(Data records)
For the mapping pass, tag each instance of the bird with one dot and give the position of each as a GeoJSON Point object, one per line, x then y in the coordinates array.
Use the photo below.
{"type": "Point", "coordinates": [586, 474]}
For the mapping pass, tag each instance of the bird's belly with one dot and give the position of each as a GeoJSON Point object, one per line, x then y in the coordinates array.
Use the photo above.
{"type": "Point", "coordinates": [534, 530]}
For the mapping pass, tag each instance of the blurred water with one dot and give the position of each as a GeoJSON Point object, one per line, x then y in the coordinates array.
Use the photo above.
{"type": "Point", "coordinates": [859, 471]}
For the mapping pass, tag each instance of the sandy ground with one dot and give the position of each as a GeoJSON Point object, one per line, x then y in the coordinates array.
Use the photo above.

THE EXERCISE: Rewrite the rows above, changing "mapping pass" to "annotation pass" everywhere it occurs and leaving everything else unchanged.

THE ANSWER:
For the annotation pass, tag each instance of the bird with one dot and give the position of each as a GeoJSON Point object, one per line, x then y in the coordinates array.
Use the photo below.
{"type": "Point", "coordinates": [586, 474]}
For the annotation pass, tag each instance of the bird's belly with one dot and give the position of each as a GeoJSON Point object, one per line, x then y in the coordinates array.
Use the photo above.
{"type": "Point", "coordinates": [534, 530]}
For the annotation pass, tag each instance of the blurred water with one dot and give the position of each as a GeoJSON Point object, one per line, x then y in the coordinates array.
Use the photo above.
{"type": "Point", "coordinates": [859, 471]}
For the annotation pass, tag each instance of the sandy ground with one dot and give the position of each as a GeoJSON Point object, one per line, x then y in the coordinates array.
Use the photo above.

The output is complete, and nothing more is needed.